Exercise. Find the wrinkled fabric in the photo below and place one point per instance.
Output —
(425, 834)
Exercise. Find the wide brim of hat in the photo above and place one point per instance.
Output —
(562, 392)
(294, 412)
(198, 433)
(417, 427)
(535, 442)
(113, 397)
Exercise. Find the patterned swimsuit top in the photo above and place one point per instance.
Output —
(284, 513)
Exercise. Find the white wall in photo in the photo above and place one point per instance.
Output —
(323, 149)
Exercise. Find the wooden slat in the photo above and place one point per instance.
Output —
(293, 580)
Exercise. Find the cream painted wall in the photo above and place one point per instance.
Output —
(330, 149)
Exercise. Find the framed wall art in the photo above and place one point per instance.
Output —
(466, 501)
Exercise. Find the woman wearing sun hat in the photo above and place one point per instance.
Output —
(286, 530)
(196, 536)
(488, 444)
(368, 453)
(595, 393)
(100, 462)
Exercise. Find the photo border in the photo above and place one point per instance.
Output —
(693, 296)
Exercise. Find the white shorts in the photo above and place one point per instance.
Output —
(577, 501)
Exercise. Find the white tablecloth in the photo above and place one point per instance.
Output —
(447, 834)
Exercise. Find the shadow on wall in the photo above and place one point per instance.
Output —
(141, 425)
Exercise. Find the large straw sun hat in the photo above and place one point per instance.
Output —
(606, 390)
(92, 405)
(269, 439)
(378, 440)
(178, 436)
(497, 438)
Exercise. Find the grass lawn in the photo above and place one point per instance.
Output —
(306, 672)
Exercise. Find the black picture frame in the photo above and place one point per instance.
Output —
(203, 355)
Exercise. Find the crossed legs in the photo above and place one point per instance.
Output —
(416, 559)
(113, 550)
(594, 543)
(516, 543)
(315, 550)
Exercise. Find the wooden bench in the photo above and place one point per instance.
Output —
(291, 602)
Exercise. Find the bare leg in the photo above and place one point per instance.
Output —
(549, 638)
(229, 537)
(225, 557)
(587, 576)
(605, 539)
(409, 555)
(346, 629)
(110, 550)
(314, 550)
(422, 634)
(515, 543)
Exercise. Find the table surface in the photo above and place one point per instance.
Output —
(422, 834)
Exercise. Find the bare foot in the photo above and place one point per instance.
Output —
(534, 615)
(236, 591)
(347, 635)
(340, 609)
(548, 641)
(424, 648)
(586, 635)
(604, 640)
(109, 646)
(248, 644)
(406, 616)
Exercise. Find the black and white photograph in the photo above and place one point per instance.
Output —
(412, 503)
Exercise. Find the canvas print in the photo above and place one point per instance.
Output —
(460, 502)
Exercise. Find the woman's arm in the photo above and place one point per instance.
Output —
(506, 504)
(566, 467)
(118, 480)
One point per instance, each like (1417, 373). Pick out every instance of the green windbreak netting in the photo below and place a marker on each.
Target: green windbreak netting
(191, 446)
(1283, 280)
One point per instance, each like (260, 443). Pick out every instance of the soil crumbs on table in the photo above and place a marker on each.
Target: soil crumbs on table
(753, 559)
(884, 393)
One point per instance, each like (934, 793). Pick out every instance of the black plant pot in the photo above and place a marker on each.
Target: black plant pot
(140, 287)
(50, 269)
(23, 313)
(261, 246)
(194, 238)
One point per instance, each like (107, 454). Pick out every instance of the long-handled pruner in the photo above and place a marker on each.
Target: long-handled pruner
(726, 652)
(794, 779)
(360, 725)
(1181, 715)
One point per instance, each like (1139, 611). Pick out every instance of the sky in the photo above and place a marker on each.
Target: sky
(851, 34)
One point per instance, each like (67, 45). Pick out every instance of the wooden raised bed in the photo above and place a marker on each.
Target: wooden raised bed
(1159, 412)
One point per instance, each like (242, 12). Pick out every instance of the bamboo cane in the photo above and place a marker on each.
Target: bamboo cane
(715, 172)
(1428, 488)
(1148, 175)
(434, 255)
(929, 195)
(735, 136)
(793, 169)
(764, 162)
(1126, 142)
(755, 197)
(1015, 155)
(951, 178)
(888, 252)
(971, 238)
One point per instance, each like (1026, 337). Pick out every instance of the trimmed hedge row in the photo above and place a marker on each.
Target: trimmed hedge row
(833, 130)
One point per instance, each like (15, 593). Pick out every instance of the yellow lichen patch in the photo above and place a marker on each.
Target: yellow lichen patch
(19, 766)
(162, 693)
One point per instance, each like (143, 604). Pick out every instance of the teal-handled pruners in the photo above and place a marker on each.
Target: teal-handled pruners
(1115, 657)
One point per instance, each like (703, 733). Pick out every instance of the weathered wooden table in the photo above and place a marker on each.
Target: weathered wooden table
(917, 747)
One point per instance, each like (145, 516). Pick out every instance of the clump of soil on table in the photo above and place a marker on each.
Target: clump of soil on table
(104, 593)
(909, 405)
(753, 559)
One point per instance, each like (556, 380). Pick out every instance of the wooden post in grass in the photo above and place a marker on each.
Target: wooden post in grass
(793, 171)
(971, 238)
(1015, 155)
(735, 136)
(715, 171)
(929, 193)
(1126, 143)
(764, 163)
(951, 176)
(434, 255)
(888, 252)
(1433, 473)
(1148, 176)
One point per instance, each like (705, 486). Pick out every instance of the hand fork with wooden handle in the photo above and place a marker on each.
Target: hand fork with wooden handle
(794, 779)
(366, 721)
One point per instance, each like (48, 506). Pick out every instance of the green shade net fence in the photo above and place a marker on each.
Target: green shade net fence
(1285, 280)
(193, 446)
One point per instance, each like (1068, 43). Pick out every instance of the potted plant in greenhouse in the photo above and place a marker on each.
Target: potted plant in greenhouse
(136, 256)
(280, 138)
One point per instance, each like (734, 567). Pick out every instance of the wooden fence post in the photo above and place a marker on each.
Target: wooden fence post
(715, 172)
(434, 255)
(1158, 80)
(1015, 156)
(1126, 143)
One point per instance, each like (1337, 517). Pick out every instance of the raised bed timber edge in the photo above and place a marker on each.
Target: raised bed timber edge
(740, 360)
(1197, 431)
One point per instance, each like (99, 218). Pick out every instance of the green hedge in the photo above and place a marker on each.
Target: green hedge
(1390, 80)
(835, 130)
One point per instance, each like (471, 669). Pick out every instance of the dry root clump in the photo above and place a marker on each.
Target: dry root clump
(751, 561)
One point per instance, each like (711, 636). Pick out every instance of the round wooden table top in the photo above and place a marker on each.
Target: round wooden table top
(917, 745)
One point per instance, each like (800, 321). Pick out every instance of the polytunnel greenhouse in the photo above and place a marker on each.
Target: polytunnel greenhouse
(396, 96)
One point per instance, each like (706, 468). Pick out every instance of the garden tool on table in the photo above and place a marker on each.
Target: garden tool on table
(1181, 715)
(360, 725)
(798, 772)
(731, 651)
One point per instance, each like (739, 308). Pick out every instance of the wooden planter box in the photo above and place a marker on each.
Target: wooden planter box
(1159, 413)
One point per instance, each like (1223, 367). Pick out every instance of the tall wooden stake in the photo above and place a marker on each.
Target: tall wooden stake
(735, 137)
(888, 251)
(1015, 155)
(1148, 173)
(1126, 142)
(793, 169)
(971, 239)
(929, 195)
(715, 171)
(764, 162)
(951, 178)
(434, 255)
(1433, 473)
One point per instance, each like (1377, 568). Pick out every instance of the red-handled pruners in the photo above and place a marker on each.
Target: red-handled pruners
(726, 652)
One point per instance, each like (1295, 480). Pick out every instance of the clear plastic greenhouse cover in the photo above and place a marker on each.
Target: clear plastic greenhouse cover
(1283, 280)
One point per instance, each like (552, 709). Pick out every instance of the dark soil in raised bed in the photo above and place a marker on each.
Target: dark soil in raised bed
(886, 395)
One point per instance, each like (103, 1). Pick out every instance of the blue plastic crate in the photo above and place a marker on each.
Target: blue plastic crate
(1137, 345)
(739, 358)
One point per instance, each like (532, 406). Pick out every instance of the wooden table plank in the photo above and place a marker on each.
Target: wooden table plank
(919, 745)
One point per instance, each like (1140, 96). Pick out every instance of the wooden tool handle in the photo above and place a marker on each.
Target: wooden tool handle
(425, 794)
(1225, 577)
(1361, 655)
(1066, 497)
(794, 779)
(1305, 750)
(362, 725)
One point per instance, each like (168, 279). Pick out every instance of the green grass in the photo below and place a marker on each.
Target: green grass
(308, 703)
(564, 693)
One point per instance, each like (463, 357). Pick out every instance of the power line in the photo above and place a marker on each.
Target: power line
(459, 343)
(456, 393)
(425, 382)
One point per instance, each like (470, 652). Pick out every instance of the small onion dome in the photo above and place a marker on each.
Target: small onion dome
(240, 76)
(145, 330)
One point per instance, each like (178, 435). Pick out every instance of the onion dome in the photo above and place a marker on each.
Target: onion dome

----

• _AIM OF THE TASK_
Rewrite the items from the line with "One point per instance, each like (99, 218)." to the line with "(1159, 413)", swapping "place a marker on each" for "put a dot on each" and leaving everything else unchanged.

• _SOLUTION TO THIS TASK_
One point per instance, each like (99, 218). Pick out every instance of the green hedge in the photo above and put a dot on each.
Target: green hedge
(1390, 80)
(835, 130)
One point per instance, each like (471, 669). Pick out every instance of the dry root clump in the photo above and put a dot on each.
Target: dry root clump
(751, 561)
One point per instance, each like (711, 636). Pick out every instance of the round wooden table top in the photo above and put a dot on each.
Target: round wooden table top
(917, 745)
One point per instance, each like (800, 321). Pick out every instance of the polytunnel greenhouse in the photo above and put a dot on each.
Target: polytunnel greenhouse
(396, 96)
One point per instance, each like (706, 468). Pick out every instance of the garden tool on table in the photo above and put a dot on each.
Target: garden tool on table
(1181, 715)
(360, 725)
(798, 772)
(731, 651)
One point per instance, each like (739, 308). Pick out every instance of the wooden planter box in the photo above and put a dot on each.
Target: wooden planter box
(1159, 413)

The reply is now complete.